* Exercise set
1) Output the portion of the Riyadh Metro commentary between "Projects that take" and "execute work effectively.", inclusive.
2) Name every person the Riyadh Metro commentary mentions by name.
3) According to the Riyadh Metro commentary, what was Brent Crude's price on the day the Riyadh Metro contracts were signed?

* Excerpted passage

Commentary
Colin Foreman
Editor
At the end of August, a Saudi government official said that Riyadh Metro would open this year. While similar comments were made by other government officials in 2023, this time, it feels like 2024 will be the year that Riyadh Metro finally opens.
The project is a timely reminder that major programmes of work are typically completed in very different circumstances than those in which they were launched.
Projects that take over a decade to complete almost inevitably straddle economic cycles and have to navigate disruptive geopolitical events. Since 2013, there have been major changes in Saudi Arabia, the region and the rest of the world, and many have directly impacted the delivery of the metro.
The first major economic change was the drop in oil prices from mid-2014 onwards. On 28 July 2013, when the Riyadh Metro contracts were signed, Brent Crude’s price was $108 a barrel. By early 2015, the price had fallen to $50 a barrel. The drop ushered in a new period of austerity across the region as governments cut back on spending and delayed payments, throttling contractors’ finances and ability to execute work effectively.
Political change came in January 2015, when King Salman Bin Abdulaziz Al-Saud took to the throne after his brother, King Abdullah Bin Abdulaziz Al-Saud, died. Further economic change followed with Crown Prince Mohammed Bin Salman launching Vision 2030, together with cultural change, including the decision to lift the ban on women driving in 2018.
In 2020, the global economy was paralysed by the Covid-19 pandemic, and in the years that have followed, ongoing supply chain bottlenecks and cost inflation have impacted project delivery – a very different scenario from the low interest rate environment that persisted through the 2010s.
With Saudi Arabia and others across the region embarking on major programmes of work that will take over a decade to complete, predicting how the world will change over the next 10 years will, as always, be a key challenge.

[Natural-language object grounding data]
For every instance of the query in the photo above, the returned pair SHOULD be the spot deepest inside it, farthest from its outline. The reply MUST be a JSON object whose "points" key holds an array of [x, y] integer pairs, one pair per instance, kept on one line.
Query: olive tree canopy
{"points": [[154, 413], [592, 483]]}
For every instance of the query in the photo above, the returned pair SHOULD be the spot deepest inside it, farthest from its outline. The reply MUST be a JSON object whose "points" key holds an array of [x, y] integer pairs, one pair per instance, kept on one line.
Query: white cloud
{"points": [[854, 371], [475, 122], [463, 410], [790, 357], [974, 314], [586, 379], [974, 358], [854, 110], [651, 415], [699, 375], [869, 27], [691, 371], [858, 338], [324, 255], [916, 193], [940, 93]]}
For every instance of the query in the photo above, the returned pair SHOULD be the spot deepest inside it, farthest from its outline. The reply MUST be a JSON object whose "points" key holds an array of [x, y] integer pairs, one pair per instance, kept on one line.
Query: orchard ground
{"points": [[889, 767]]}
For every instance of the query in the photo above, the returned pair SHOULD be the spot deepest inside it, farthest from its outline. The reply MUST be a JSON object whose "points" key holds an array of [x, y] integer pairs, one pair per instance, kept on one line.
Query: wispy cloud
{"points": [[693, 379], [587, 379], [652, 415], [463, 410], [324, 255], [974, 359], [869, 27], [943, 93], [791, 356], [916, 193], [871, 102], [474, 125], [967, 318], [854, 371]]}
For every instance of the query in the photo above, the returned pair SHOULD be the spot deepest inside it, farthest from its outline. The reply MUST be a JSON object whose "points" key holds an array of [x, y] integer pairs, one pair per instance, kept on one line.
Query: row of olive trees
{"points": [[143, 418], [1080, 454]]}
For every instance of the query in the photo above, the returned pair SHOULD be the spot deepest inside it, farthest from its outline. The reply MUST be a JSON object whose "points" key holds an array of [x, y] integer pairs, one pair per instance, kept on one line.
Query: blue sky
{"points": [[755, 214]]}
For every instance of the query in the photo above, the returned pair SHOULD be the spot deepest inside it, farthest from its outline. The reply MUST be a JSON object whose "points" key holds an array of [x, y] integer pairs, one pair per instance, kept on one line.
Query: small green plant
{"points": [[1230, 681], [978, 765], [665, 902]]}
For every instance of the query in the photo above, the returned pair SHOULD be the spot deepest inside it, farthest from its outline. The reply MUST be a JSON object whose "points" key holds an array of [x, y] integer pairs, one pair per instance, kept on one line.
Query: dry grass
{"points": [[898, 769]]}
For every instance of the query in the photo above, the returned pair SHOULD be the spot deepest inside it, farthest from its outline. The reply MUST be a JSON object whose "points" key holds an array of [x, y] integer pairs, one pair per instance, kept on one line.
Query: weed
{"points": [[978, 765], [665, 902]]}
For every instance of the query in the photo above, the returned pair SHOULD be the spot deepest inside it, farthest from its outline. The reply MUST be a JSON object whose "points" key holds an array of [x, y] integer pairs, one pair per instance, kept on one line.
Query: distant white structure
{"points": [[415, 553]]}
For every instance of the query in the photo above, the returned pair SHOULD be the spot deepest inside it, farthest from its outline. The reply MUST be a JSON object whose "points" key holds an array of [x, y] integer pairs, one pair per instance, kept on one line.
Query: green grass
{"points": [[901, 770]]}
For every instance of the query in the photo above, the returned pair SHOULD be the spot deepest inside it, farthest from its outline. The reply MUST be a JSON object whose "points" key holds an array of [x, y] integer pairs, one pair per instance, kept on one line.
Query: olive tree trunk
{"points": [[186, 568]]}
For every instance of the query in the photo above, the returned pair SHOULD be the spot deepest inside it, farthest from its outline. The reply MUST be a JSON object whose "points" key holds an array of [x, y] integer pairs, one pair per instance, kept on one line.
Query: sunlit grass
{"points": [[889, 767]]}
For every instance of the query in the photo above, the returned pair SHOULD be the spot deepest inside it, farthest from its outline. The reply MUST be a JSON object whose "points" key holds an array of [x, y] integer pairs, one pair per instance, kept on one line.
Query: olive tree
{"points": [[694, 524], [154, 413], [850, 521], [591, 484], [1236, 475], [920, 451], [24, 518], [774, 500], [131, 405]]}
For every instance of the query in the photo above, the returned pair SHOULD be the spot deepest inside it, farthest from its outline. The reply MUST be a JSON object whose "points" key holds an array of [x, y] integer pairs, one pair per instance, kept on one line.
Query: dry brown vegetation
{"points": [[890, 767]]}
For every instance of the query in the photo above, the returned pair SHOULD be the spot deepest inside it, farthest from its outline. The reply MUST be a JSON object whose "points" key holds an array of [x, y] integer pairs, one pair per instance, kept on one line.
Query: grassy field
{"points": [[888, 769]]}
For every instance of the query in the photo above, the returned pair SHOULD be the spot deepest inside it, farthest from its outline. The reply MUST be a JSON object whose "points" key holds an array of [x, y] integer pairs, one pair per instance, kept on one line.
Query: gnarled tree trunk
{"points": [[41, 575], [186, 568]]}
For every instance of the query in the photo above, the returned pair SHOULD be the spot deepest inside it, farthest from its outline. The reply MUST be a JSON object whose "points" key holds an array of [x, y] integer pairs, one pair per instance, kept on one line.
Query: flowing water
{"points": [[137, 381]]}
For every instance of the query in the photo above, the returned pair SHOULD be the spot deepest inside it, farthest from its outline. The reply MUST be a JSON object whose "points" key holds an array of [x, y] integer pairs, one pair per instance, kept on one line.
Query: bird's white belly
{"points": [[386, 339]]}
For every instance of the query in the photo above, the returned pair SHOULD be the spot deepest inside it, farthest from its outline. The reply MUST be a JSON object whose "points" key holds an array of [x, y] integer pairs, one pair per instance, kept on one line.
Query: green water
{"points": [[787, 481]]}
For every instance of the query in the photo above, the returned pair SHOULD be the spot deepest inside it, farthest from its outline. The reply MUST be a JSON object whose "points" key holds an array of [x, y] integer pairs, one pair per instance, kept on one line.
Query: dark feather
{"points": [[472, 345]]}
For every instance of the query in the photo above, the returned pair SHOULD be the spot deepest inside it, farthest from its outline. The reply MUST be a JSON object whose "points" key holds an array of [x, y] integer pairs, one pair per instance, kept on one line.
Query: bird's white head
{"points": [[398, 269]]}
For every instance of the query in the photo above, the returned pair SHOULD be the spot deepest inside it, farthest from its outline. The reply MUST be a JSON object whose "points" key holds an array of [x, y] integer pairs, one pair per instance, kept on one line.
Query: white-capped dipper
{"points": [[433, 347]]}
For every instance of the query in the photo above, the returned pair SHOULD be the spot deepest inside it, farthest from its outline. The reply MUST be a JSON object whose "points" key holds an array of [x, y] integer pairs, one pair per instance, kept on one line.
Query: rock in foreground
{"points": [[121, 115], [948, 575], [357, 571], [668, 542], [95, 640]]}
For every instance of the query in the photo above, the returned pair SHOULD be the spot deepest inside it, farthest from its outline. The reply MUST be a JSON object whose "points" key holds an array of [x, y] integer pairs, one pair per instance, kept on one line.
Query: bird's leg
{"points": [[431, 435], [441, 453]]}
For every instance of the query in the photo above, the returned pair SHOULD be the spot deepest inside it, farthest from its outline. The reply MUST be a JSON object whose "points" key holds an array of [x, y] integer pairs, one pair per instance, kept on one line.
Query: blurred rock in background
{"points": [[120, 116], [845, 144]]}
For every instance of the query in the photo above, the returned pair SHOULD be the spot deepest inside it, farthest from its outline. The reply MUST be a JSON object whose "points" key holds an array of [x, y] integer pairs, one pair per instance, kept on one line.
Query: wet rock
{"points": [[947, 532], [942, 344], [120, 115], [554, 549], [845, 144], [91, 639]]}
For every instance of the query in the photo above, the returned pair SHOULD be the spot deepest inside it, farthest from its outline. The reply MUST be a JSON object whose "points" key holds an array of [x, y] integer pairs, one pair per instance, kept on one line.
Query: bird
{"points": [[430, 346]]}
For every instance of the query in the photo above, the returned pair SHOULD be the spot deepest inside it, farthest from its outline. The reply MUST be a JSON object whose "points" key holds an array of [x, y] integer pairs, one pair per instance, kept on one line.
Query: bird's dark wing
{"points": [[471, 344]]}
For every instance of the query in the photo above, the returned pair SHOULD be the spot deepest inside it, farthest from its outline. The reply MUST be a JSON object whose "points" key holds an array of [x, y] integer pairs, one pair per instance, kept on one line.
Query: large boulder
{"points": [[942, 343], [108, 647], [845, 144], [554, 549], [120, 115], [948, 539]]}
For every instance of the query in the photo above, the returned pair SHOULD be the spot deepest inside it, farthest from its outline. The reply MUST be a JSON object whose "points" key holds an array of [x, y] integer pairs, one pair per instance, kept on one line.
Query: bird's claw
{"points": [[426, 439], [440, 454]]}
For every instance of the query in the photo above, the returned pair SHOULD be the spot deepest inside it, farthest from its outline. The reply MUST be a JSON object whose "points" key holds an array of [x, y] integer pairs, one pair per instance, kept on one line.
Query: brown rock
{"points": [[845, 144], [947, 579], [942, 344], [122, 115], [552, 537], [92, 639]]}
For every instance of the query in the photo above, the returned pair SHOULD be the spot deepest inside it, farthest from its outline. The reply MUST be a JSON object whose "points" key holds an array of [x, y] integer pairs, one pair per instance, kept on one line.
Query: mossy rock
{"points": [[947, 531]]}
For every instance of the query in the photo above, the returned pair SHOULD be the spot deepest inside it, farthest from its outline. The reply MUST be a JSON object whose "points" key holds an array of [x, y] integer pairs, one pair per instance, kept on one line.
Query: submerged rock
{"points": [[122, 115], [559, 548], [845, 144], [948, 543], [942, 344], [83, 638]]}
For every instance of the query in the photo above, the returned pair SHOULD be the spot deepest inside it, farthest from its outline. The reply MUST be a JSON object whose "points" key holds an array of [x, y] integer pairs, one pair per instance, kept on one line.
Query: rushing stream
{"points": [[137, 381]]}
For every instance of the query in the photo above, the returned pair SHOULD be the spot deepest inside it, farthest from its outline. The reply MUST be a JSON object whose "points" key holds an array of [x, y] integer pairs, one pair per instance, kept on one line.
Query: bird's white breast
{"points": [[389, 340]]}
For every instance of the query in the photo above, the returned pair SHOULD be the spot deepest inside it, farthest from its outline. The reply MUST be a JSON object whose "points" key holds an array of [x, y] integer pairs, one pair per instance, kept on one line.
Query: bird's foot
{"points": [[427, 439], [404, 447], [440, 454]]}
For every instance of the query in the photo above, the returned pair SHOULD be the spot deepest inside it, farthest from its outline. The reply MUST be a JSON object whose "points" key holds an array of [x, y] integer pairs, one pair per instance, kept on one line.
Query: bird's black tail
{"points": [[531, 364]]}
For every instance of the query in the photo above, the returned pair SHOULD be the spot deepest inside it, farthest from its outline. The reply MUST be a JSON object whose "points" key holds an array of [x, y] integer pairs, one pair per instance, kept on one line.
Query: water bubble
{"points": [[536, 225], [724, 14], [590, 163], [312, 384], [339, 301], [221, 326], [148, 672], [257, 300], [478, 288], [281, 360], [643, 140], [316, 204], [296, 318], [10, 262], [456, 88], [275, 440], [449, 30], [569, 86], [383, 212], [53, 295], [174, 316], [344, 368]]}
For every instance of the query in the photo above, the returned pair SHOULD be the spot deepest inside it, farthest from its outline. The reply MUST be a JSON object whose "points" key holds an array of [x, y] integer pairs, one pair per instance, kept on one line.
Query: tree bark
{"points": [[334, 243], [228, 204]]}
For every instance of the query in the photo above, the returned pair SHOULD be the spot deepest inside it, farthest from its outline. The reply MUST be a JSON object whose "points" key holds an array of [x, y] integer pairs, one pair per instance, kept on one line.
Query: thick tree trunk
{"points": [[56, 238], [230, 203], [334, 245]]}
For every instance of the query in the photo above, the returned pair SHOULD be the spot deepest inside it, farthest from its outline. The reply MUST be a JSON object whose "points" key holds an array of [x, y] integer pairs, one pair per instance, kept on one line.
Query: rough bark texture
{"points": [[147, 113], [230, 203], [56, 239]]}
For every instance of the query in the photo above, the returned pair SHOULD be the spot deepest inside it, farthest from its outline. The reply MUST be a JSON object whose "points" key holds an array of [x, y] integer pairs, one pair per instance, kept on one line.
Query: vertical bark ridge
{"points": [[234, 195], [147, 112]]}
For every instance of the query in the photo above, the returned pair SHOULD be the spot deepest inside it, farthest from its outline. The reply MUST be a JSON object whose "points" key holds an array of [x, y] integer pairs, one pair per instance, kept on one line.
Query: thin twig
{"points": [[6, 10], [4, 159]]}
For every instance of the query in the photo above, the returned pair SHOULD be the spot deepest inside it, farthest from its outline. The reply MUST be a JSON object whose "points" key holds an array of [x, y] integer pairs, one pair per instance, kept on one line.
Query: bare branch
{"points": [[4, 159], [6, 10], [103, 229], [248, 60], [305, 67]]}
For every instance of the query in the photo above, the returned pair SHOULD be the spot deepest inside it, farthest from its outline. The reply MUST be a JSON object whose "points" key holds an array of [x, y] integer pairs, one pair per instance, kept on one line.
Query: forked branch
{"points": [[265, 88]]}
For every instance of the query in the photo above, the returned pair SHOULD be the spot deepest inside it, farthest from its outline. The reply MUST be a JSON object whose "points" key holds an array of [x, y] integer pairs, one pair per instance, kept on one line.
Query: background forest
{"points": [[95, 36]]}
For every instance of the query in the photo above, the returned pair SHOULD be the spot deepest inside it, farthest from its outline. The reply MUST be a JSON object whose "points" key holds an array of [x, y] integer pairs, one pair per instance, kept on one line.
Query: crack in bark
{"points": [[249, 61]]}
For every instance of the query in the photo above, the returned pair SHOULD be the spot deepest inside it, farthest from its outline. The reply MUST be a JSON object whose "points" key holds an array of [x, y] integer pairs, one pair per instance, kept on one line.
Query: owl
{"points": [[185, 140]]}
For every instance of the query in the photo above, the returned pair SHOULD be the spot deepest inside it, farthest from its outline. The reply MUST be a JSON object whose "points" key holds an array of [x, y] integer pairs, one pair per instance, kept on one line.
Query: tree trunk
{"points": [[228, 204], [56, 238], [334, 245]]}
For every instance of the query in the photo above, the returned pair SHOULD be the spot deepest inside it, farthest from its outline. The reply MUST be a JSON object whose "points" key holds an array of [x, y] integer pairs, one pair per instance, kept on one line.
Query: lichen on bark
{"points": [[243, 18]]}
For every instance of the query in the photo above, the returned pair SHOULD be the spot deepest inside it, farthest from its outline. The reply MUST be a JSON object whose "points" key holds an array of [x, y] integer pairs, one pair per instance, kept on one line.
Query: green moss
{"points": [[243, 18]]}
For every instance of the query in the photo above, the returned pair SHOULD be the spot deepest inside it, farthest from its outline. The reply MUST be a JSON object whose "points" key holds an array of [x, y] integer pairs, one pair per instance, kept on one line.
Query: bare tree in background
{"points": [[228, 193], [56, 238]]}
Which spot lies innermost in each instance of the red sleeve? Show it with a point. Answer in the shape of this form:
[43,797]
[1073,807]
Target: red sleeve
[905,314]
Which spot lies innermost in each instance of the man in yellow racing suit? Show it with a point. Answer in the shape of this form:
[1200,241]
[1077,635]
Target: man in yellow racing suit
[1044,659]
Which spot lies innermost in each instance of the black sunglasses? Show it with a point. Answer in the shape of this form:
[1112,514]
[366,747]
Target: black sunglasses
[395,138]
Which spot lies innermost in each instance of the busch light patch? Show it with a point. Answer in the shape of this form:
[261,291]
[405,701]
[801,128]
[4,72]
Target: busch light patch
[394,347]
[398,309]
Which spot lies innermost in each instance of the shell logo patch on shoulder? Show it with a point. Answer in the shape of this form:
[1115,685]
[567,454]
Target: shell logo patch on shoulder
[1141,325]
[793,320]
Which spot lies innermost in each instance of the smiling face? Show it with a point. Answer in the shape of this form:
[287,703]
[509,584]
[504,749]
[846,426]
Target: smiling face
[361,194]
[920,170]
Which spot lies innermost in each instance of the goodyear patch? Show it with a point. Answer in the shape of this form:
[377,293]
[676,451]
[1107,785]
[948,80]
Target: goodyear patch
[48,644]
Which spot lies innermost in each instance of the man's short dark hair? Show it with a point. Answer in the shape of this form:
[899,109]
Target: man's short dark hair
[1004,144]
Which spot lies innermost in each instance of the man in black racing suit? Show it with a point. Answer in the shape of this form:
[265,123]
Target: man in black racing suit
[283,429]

* Task-by-task solutions
1)
Projects that take over a decade to complete almost inevitably straddle economic cycles and have to navigate disruptive geopolitical events. Since 2013, there have been major changes in Saudi Arabia, the region and the rest of the world, and many have directly impacted the delivery of the metro.
The first major economic change was the drop in oil prices from mid-2014 onwards. On 28 July 2013, when the Riyadh Metro contracts were signed, Brent Crude’s price was $108 a barrel. By early 2015, the price had fallen to $50 a barrel. The drop ushered in a new period of austerity across the region as governments cut back on spending and delayed payments, throttling contractors’ finances and ability to execute work effectively.

2)
Colin Foreman
King Salman Bin Abdulaziz Al-Saud
King Abdullah Bin Abdulaziz Al-Saud
Crown Prince Mohammed Bin Salman

3) $108 a barrel.